* **WHAT THE EXERCISE ASKS**
Gather every line in the rows below that contains the word "with". Case counts.
-------- DATASET RECORDS
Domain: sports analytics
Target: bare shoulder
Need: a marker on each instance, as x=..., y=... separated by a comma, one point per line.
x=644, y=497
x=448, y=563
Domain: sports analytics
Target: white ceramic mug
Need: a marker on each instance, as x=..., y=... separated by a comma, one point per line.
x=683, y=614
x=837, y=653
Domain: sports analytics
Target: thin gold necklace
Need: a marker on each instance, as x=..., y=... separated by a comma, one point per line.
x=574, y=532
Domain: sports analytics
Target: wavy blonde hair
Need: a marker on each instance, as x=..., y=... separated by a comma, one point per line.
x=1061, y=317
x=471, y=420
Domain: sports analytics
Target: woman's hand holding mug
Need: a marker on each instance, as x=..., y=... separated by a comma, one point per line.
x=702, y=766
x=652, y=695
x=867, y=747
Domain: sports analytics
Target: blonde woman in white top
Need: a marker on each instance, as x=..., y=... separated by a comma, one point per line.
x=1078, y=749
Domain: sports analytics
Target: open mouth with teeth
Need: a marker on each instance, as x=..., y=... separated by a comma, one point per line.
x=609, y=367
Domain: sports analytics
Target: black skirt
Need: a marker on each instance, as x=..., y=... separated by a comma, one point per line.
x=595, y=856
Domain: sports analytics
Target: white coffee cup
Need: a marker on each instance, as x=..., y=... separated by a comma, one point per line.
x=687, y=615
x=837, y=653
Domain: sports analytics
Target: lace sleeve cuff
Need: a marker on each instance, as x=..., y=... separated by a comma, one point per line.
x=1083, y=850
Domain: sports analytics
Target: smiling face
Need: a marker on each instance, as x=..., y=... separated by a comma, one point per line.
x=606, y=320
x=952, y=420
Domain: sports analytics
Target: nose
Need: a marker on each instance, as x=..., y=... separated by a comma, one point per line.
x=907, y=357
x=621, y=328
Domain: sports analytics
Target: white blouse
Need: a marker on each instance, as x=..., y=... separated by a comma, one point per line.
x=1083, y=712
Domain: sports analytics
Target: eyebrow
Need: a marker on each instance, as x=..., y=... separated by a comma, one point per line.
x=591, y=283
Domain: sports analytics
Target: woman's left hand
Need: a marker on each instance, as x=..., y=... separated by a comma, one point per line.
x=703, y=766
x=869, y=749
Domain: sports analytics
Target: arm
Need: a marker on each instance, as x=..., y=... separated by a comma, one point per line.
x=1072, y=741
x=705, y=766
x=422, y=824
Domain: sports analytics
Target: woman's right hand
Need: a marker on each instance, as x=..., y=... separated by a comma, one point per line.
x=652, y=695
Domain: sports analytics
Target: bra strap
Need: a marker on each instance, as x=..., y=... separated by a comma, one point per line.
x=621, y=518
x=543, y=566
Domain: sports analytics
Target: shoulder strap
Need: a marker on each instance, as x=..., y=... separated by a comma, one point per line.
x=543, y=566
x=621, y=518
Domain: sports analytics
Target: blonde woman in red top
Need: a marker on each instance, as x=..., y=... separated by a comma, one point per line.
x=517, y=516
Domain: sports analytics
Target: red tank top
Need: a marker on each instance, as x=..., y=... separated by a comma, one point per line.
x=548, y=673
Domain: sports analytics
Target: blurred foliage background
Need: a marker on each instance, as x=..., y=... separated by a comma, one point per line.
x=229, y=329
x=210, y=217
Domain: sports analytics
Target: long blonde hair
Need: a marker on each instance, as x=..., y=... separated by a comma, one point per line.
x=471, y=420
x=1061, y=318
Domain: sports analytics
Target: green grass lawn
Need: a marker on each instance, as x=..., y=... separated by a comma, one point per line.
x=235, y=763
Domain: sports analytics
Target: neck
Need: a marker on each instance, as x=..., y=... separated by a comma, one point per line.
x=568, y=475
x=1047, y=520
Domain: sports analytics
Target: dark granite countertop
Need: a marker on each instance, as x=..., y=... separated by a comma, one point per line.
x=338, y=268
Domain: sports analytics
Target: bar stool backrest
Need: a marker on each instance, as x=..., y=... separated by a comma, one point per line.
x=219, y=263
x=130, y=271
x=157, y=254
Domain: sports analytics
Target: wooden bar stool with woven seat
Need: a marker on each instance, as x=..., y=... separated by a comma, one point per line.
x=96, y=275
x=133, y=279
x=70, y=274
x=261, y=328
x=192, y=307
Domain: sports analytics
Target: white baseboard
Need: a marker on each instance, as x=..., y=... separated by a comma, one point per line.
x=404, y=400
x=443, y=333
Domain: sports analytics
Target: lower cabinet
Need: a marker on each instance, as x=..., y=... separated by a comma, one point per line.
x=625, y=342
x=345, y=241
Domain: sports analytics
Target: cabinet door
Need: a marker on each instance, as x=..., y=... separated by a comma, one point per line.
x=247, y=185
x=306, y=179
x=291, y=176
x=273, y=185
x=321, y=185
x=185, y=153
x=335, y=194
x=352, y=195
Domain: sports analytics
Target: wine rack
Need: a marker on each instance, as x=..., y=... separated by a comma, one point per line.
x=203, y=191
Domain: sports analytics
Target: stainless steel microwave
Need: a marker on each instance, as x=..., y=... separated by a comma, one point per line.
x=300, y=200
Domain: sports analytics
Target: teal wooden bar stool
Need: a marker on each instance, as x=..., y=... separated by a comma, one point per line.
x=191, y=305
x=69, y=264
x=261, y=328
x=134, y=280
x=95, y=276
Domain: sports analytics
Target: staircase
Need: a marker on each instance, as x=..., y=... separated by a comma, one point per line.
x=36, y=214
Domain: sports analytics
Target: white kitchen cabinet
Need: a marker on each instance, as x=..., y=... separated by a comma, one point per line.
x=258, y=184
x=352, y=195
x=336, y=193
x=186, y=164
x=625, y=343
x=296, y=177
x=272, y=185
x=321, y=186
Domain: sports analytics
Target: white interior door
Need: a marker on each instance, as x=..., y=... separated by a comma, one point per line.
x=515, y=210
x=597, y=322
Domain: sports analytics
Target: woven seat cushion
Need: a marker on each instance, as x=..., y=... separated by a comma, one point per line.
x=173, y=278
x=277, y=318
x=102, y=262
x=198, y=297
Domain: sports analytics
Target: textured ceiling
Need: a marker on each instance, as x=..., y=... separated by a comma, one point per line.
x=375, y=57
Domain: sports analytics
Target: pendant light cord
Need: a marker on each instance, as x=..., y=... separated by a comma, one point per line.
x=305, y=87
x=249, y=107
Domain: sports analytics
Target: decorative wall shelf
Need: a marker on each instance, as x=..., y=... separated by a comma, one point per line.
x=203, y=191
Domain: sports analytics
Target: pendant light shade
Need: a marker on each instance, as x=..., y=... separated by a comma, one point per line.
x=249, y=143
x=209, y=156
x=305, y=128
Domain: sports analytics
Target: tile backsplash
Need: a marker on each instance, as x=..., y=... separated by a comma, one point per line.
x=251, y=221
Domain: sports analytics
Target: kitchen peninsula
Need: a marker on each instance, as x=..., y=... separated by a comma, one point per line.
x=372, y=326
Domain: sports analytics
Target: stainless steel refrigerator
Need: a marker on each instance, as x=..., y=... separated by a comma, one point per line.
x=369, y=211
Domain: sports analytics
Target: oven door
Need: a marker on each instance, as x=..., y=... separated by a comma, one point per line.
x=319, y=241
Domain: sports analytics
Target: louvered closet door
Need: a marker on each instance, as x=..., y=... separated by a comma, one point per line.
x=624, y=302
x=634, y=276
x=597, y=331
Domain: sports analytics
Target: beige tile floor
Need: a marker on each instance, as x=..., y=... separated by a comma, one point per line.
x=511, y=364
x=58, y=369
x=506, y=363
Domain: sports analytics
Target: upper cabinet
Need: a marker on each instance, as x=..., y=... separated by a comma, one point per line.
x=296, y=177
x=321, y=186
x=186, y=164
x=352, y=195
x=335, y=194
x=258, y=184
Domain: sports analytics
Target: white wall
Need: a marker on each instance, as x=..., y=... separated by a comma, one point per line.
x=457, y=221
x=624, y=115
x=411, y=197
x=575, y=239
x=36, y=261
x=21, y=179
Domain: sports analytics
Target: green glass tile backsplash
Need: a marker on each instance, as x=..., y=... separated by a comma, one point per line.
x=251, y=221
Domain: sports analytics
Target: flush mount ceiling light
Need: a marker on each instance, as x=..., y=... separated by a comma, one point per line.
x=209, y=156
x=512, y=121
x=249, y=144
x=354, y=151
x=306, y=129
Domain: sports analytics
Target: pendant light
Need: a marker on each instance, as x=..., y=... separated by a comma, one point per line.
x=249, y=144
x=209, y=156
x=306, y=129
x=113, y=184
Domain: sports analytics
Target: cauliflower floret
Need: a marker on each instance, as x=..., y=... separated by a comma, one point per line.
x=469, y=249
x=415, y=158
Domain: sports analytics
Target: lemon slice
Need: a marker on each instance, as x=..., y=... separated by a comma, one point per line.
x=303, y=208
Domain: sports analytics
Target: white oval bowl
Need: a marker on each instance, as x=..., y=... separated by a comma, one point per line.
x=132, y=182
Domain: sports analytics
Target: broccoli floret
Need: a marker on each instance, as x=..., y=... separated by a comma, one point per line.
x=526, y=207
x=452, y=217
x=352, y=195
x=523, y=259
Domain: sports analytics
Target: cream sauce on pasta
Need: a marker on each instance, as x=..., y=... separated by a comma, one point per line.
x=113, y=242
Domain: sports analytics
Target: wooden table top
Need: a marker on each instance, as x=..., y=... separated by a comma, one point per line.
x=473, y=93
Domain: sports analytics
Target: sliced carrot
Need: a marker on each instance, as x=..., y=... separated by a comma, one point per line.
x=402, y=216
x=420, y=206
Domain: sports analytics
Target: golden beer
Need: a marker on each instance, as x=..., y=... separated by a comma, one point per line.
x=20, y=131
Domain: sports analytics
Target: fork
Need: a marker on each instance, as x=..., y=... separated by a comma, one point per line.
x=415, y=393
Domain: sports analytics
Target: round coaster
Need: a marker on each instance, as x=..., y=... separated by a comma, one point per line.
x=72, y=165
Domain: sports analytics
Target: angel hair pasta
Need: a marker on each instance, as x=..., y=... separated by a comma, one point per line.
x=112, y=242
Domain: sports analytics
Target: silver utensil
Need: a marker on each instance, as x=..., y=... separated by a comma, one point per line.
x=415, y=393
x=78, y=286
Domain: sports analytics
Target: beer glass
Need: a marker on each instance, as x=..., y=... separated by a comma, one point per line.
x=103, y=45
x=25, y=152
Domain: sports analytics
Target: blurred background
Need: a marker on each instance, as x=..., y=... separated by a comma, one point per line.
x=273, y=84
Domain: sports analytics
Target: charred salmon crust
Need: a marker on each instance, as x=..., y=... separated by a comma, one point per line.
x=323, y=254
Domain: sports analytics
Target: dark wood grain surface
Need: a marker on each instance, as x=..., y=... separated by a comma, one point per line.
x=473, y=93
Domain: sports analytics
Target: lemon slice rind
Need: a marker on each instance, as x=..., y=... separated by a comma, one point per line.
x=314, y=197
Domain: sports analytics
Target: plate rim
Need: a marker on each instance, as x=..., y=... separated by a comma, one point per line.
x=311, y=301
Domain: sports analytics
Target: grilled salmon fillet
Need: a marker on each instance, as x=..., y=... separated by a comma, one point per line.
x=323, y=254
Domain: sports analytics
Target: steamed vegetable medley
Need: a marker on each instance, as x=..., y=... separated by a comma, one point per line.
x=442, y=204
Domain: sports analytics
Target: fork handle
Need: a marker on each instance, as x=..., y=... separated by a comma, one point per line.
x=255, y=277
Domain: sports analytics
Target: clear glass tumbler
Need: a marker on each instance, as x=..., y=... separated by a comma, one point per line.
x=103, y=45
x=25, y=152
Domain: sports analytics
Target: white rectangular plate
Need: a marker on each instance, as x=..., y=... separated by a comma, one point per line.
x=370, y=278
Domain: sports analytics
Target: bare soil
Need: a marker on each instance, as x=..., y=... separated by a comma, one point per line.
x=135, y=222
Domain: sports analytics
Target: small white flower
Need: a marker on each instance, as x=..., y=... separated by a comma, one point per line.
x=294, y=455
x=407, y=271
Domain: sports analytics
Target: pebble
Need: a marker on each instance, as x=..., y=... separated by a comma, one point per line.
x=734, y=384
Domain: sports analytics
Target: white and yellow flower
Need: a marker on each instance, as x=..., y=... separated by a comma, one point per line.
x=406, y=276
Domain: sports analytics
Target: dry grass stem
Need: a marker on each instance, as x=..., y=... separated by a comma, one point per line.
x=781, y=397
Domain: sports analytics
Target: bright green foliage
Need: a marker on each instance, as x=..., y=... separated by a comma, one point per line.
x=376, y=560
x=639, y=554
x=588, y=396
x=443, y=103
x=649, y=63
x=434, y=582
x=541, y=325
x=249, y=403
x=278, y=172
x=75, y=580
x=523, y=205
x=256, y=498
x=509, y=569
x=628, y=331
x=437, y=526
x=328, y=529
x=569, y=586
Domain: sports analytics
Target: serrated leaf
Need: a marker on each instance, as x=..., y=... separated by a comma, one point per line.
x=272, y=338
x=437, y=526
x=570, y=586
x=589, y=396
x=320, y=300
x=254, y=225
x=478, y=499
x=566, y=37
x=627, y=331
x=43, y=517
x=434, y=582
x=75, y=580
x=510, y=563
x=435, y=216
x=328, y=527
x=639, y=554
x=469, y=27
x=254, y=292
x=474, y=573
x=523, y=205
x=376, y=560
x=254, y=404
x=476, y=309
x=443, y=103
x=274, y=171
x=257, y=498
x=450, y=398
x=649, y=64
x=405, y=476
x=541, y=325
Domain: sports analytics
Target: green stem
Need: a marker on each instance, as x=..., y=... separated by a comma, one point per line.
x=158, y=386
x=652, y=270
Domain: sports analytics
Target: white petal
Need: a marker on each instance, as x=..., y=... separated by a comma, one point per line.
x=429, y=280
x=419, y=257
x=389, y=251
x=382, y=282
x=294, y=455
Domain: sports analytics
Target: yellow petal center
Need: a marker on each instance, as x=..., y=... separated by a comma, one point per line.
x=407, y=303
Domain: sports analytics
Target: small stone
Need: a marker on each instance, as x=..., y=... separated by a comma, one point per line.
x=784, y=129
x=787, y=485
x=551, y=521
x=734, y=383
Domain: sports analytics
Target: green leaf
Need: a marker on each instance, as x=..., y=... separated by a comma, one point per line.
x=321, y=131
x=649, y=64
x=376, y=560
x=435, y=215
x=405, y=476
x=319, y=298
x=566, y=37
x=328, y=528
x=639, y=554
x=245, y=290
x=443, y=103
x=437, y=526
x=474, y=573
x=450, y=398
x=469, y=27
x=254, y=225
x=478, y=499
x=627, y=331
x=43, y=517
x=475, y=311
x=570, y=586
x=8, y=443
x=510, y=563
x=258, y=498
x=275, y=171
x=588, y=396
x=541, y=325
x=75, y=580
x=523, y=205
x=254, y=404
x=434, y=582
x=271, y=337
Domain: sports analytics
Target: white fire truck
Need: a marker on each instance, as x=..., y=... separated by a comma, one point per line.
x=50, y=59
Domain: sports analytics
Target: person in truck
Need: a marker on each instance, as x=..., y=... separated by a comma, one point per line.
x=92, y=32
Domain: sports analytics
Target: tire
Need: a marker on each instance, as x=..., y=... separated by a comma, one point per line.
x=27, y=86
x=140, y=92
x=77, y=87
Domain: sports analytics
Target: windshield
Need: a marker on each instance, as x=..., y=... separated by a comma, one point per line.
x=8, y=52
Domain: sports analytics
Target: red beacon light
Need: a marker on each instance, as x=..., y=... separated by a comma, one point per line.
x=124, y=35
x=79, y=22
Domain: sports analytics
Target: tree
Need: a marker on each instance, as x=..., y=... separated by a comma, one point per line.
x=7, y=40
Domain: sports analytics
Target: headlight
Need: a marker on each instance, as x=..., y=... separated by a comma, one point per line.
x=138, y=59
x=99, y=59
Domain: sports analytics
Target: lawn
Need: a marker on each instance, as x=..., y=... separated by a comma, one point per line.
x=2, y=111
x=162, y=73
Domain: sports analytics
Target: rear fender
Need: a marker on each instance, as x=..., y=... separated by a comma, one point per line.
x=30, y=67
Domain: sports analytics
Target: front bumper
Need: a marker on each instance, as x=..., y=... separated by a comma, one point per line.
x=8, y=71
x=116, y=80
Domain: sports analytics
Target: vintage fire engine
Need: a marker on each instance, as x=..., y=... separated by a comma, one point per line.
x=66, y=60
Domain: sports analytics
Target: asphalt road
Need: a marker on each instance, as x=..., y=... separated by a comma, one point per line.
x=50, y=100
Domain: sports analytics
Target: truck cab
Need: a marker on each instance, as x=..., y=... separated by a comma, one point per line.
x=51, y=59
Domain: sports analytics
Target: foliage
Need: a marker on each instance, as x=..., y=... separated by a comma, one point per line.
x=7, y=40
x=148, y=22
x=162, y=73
----------------
* **RIGHT ANSWER**
Target: open mouth with teeth
Target: wooden bar stool with woven seat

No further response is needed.